-- start of Exercise material --
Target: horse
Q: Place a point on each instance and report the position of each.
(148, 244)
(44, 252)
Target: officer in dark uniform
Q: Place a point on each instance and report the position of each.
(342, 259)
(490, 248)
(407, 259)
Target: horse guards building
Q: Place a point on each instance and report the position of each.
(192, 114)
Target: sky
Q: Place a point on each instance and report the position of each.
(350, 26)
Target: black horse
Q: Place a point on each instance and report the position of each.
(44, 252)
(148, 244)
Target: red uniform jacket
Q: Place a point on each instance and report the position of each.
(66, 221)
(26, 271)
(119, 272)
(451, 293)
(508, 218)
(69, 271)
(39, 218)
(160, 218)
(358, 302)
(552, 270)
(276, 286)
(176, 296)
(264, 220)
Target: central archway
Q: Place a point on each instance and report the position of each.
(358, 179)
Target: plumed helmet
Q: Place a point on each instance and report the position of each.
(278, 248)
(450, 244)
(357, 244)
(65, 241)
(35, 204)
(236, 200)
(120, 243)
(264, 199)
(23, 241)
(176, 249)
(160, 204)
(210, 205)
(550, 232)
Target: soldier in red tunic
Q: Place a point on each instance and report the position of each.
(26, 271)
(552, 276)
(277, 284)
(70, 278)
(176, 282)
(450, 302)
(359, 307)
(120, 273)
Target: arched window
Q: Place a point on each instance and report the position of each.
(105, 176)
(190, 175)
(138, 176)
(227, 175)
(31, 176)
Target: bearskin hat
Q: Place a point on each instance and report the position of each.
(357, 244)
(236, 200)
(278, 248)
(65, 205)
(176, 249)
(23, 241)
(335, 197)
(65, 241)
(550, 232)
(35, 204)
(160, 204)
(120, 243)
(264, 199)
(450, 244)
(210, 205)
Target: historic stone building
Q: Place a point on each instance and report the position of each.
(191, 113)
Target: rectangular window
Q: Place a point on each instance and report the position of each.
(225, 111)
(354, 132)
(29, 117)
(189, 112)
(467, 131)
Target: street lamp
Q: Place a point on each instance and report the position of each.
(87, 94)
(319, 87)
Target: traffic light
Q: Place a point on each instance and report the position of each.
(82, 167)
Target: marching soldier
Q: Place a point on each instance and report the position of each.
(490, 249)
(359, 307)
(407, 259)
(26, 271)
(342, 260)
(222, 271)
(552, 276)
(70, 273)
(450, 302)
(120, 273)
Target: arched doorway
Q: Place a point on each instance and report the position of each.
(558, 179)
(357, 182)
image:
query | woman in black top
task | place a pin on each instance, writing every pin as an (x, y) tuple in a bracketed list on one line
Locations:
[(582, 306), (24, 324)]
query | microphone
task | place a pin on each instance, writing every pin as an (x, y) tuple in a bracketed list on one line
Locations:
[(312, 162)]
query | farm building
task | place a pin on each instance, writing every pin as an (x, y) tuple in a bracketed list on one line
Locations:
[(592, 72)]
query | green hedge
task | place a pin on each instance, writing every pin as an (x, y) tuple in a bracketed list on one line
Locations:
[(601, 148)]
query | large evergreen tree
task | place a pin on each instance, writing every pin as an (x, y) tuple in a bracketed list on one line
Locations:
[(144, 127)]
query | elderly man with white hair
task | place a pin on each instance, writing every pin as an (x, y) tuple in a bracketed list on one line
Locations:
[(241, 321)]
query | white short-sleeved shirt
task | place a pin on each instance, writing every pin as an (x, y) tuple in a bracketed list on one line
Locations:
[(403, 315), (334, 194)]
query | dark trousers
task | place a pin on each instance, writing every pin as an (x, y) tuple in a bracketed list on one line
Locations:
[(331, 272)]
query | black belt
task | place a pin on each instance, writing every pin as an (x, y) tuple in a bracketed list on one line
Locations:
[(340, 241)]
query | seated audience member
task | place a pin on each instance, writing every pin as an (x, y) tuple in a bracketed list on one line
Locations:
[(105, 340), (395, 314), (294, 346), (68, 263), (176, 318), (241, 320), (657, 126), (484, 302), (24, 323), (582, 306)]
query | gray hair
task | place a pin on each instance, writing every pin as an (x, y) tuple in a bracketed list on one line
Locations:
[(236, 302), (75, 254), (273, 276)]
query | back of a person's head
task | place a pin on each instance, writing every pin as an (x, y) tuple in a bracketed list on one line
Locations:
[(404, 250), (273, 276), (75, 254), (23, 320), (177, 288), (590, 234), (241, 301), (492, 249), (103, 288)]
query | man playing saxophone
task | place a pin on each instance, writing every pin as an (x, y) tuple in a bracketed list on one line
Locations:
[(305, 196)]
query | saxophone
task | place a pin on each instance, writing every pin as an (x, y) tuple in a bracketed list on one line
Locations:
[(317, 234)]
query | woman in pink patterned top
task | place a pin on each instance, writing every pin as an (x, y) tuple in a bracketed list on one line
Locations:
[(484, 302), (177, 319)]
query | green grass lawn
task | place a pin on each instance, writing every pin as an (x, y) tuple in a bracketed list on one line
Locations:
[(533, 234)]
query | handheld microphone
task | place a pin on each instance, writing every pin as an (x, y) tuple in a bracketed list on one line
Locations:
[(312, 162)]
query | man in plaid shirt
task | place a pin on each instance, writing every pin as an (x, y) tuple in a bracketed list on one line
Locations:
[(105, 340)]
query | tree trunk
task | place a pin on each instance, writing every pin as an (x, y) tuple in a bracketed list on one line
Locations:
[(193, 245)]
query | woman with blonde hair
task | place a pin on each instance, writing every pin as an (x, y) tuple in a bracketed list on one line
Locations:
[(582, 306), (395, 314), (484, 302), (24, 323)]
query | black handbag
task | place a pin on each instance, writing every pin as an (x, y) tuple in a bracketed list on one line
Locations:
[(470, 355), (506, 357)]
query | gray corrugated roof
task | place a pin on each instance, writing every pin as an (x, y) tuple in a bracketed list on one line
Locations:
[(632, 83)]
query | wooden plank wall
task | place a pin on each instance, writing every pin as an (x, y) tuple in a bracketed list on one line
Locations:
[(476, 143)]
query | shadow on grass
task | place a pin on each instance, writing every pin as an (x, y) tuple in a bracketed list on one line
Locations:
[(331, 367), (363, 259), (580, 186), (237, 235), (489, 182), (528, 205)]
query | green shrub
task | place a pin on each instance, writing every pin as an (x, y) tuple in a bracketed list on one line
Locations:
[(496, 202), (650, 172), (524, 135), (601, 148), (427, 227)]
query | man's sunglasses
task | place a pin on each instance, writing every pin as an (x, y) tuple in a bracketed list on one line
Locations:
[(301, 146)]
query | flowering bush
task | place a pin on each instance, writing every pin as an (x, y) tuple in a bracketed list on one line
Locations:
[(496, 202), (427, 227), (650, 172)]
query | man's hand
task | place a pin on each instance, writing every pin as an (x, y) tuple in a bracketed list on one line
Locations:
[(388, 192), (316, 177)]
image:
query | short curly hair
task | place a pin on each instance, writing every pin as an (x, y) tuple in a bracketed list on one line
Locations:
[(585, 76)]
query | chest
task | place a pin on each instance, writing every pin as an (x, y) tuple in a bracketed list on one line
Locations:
-- end of Exercise material --
Task brief: Extract the lines running from the line containing "query | man playing saxophone" to the line containing "[(317, 234)]", both included, and repeat them exactly.

The response:
query | man playing saxophone
task | place a pin on each instance, writing every pin as an (x, y) tuple in a bracketed list on one line
Locations:
[(305, 196)]
query | saxophone
task | place a pin on each instance, writing every pin as an (x, y) tuple in a bracketed list on one line
Locations:
[(317, 234)]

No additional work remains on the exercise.